─── SELECTED PASSAGE

Tuesday 11 March 2008

latest education targets

All this learning to read before you're six malarkey isn't going to go away. When David Cameron put in his oar at the end of last year declaring that under a Tory government all five and six year olds would be tested on their reading ability, all number of studies have been quoted about the potential harm this could do to our littlest ones. No one can deny that it is crucial that kids learn to read, and that they should be able to do this before they leave (primary) school, but why do politicians always assume that the earlier children learn to do this the better?
Evidence has shown that pushing children into formal learning too early can actually be detrimental to them - both educationally and emotionally. This idea that children be tested on their reading at this young age underlines the problem at the heart of state education. In my last column I spoke about the important book written by Sue Palmer, Detoxing Childhood. The central tenet of the publication is that the 'too much too young' mentality which has pervaded society is also causing untold problems in educational terms.
A look at the teaching of reading styles worldwide shows that kids who are taught later, ie. following the successful North European system of starting formal education aged 6-7 rather than 4-5, are naturally behind at the age of 6. But within two years they are miles ahead of the kids that have been hothoused into reading at 4 or 5. And they appear to enjoy reading more when older too...

──────
─── EXCERPTED RECORDS

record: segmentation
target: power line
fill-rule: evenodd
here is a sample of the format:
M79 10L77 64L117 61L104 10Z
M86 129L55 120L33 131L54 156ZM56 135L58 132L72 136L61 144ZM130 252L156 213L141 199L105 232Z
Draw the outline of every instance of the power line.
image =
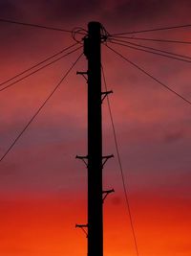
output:
M164 43L191 44L191 41L180 41L180 40L160 39L160 38L145 38L145 37L136 37L136 36L131 37L131 36L118 35L118 36L115 36L115 38L131 39L131 40L143 40L143 41L153 41L153 42L164 42Z
M138 64L134 63L133 61L131 61L130 59L128 59L126 57L124 57L123 55L121 55L120 53L117 52L116 50L114 50L113 48L111 48L110 46L106 45L107 48L109 48L111 51L113 51L114 53L116 53L117 56L119 56L120 58L122 58L124 60L126 60L127 62L129 62L131 65L135 66L136 68L138 68L138 70L140 70L142 73L144 73L146 76L150 77L152 80L154 80L155 81L157 81L158 83L159 83L160 85L162 85L163 87L165 87L167 90L169 90L170 92L174 93L175 95L177 95L178 97L180 97L181 100L183 100L185 103L191 105L191 102L187 99L185 99L183 96L181 96L180 94L179 94L178 92L174 91L173 89L171 89L170 87L168 87L166 84L164 84L163 82L161 82L160 81L159 81L158 79L156 79L153 75L149 74L147 71L145 71L143 68L139 67Z
M124 46L124 47L127 47L127 48L130 48L130 49L134 49L134 50L138 50L138 51L153 54L153 55L158 55L158 56L161 56L161 57L165 57L165 58L173 58L173 59L177 59L177 60L188 62L188 63L191 62L191 60L188 60L188 59L183 59L183 58L180 58L173 57L173 56L168 56L168 55L164 55L164 54L156 53L156 52L153 52L153 51L138 48L138 47L135 47L135 46L130 46L130 45L127 45L127 44L124 44L124 43L120 43L120 42L114 42L112 40L110 42L114 43L114 44L117 44L117 45Z
M178 26L172 26L172 27L163 27L163 28L161 27L161 28L157 28L157 29L148 29L148 30L141 30L141 31L123 32L123 33L118 33L118 34L113 34L112 36L129 35L129 34L165 31L165 30L173 30L173 29L183 29L183 28L189 28L189 27L191 27L191 24L178 25Z
M69 47L66 47L65 49L63 49L63 50L60 51L60 52L58 52L58 53L56 53L56 54L54 54L54 55L52 55L52 56L48 57L47 58L45 58L44 60L41 60L41 61L38 62L37 64L34 64L34 65L32 65L32 67L30 67L30 68L24 70L23 72L21 72L21 73L19 73L19 74L17 74L17 75L15 75L15 76L13 76L12 78L11 78L11 79L9 79L9 80L7 80L7 81L4 81L3 82L0 83L0 86L5 85L5 84L8 83L9 81L12 81L12 80L14 80L14 79L20 77L21 75L24 75L25 73L27 73L27 72L31 71L32 69L33 69L33 68L35 68L35 67L37 67L37 66L39 66L39 65L41 65L41 64L47 62L48 60L50 60L50 59L53 58L54 57L56 57L56 56L62 54L62 53L64 53L65 51L67 51L67 50L73 48L74 46L75 46L75 45L77 45L77 44L78 44L78 43L74 43L74 44L73 44L73 45L71 45L71 46L69 46Z
M48 67L48 66L50 66L50 65L52 65L52 64L57 62L58 60L62 59L63 58L65 58L65 57L67 57L67 56L69 56L69 55L71 55L71 54L76 52L77 50L79 50L79 49L81 49L81 48L82 48L82 46L79 46L78 48L76 48L76 49L74 49L74 50L73 50L73 51L67 53L66 55L61 56L61 57L55 58L54 60L53 60L53 61L47 63L46 65L44 65L44 66L42 66L42 67L40 67L40 68L38 68L38 69L32 71L32 73L30 73L30 74L28 74L28 75L22 77L21 79L19 79L19 80L13 81L13 82L11 82L11 83L10 83L9 85L3 87L2 89L0 89L0 92L4 91L5 89L8 89L8 88L11 87L11 86L14 85L15 83L17 83L17 82L19 82L19 81L23 81L23 80L25 80L25 79L31 77L32 75L37 73L38 71L40 71L40 70L42 70L42 69L44 69L44 68L46 68L46 67Z
M172 52L157 49L157 48L154 48L154 47L149 47L149 46L142 45L142 44L133 43L133 42L129 42L129 41L121 40L121 39L117 39L117 38L112 38L111 40L112 41L114 40L114 41L117 41L117 42L122 42L122 43L124 42L124 43L128 43L128 44L135 45L135 46L138 46L138 47L145 48L145 49L148 49L148 50L154 50L156 52L164 53L164 54L167 54L167 55L172 55L172 56L176 56L176 57L180 57L180 58L191 59L191 57L188 57L188 56L175 54L175 53L172 53Z
M62 83L62 81L66 79L66 77L69 75L69 73L72 71L72 69L74 67L76 62L79 60L79 58L82 57L83 54L81 54L77 59L74 62L74 64L69 68L69 70L66 72L64 77L60 80L60 81L57 83L57 85L54 87L54 89L50 93L50 95L47 97L47 99L44 101L44 103L41 105L41 106L38 108L38 110L34 113L34 115L32 117L32 119L29 121L27 126L23 128L23 130L18 134L18 136L15 138L15 140L11 143L11 145L9 147L7 151L3 154L3 156L0 158L0 162L7 156L7 154L10 152L10 151L13 148L13 146L16 144L16 142L19 140L19 138L23 135L23 133L26 131L26 129L29 128L29 126L32 123L32 121L35 119L35 117L39 114L39 112L42 110L42 108L45 106L45 105L48 103L48 101L51 99L51 97L53 95L53 93L57 90L59 85Z
M52 31L59 31L59 32L65 32L65 33L70 33L70 34L73 33L73 31L71 31L71 30L65 30L65 29L60 29L60 28L55 28L55 27L49 27L49 26L38 25L38 24L32 24L32 23L27 23L27 22L20 22L20 21L10 20L10 19L0 18L0 22L16 24L16 25L23 25L23 26L33 27L33 28L38 28L38 29L46 29L46 30L52 30ZM82 32L76 32L76 33L77 34L81 34L81 35L85 35Z
M104 81L104 85L105 85L105 91L108 91L105 73L104 73L102 65L101 65L101 69L102 69L103 81ZM119 169L120 169L123 191L124 191L124 195L125 195L125 202L127 205L127 211L128 211L128 215L129 215L129 219L130 219L130 224L131 224L131 229L132 229L132 233L133 233L136 252L137 252L137 255L138 256L139 254L138 254L138 242L137 242L137 237L136 237L136 232L135 232L135 227L134 227L134 222L133 222L133 218L132 218L132 212L131 212L131 207L130 207L130 202L129 202L129 198L128 198L128 191L127 191L126 183L125 183L125 179L124 179L124 172L123 172L122 163L121 163L121 159L120 159L120 153L119 153L119 150L118 150L118 142L117 142L117 132L116 132L116 128L115 128L115 124L114 124L114 118L113 118L113 114L112 114L109 96L106 95L106 97L107 97L107 104L108 104L108 108L109 108L109 113L110 113L110 119L111 119L113 133L114 133L115 146L116 146L118 165L119 165Z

──────

* TASKS FOR THIS EXERCISE
1. Do the following statements agree with the column on reading tests? Answer yes or no for each, and quote the deciding words from the column.
(a) David Cameron made his declaration about testing at the end of last year.
(b) The North European system starts formal education at ages 4-5.
(c) Sue Palmer is the author of Detoxing Childhood.
2. Print everything in the column on reading tests from "Evidence has shown" down to "in educational terms.", word for word.
3. Answer these questions from the column on reading tests:
(a) Which children would be tested on reading under a Tory government?
(b) Within how long do later-taught children get miles ahead of the hothoused ones?
(c) What mentality does the column say has pervaded society?

* RESULTS OF THE EXERCISE
1.
(a) Yes: "When David Cameron put in his oar at the end of last year"
(b) No: "starting formal education aged 6-7 rather than 4-5"
(c) Yes: "the important book written by Sue Palmer, Detoxing Childhood"

2.
Evidence has shown that pushing children into formal learning too early can actually be detrimental to them - both educationally and emotionally. This idea that children be tested on their reading at this young age underlines the problem at the heart of state education. In my last column I spoke about the important book written by Sue Palmer, Detoxing Childhood. The central tenet of the publication is that the 'too much too young' mentality which has pervaded society is also causing untold problems in educational terms.

3.
(a) All five and six year olds.
(b) Within two years.
(c) The 'too much too young' mentality.